(Records drawn from a dataset)
────────────────────
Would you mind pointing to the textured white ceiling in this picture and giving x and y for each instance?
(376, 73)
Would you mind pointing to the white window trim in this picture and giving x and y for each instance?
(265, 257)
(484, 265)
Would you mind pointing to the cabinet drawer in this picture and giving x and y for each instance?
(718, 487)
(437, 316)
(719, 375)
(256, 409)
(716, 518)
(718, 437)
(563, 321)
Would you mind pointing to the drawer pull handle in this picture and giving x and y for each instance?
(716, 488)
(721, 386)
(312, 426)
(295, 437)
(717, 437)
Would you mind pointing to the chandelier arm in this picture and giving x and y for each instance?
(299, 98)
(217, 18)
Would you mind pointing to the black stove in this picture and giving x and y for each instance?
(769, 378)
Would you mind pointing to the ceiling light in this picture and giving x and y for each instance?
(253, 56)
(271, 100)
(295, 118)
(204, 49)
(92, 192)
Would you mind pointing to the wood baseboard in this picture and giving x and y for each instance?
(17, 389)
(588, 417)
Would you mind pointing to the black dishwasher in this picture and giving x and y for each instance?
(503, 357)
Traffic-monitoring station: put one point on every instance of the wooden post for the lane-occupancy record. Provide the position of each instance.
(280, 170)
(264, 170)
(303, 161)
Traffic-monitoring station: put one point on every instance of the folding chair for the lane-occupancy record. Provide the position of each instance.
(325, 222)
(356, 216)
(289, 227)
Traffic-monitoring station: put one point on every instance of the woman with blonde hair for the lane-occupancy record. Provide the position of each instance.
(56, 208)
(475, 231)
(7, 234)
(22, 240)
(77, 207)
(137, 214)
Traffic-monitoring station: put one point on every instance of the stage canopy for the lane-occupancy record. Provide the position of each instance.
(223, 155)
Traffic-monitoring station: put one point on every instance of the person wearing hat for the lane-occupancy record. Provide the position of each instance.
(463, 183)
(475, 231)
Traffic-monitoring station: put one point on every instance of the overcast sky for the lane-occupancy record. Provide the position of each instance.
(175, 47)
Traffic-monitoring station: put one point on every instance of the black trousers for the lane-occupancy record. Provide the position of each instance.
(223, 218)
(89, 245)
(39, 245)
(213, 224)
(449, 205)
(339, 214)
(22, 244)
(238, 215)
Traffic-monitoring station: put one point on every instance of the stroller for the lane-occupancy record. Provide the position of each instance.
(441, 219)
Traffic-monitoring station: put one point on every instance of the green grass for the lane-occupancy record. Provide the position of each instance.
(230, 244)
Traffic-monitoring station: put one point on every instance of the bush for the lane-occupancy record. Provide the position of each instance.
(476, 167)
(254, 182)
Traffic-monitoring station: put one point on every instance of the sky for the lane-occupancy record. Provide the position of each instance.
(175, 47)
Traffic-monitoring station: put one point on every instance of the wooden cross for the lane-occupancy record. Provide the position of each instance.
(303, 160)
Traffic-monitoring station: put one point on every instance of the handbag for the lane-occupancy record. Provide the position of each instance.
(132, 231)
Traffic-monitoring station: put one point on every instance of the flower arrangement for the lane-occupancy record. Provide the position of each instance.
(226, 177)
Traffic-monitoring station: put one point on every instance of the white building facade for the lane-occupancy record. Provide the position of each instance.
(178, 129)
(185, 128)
────────────────────
Exactly as they appear, write out the lines from the one containing "of the bush" through the final line of the entries above, both included.

**Exercise output**
Traffic-monitoring station: put one point on every instance of the bush for the lane-occupancy record. Provide the position of each instance.
(476, 167)
(254, 182)
Traffic-monitoring station: put one point on every instance of the sky for the lane-occupancy record. Provide the position of each instance.
(175, 47)
Traffic-monitoring station: put one point on every instance of the wooden cross for the lane-occupancy record. Provide the position of each instance.
(303, 160)
Traffic-monitoring station: put one point on every instance of the handbag for the lane-occupancy record. Provide the position of each instance.
(132, 231)
Traffic-monitoring station: put one point on every instance of the flower arrangement for the lane-occupancy record. Provide the position of each instance.
(226, 177)
Traffic-monitoring station: put one point on every instance of the white building facade for the lane-occupancy record. Provide the position of each instance.
(178, 129)
(185, 128)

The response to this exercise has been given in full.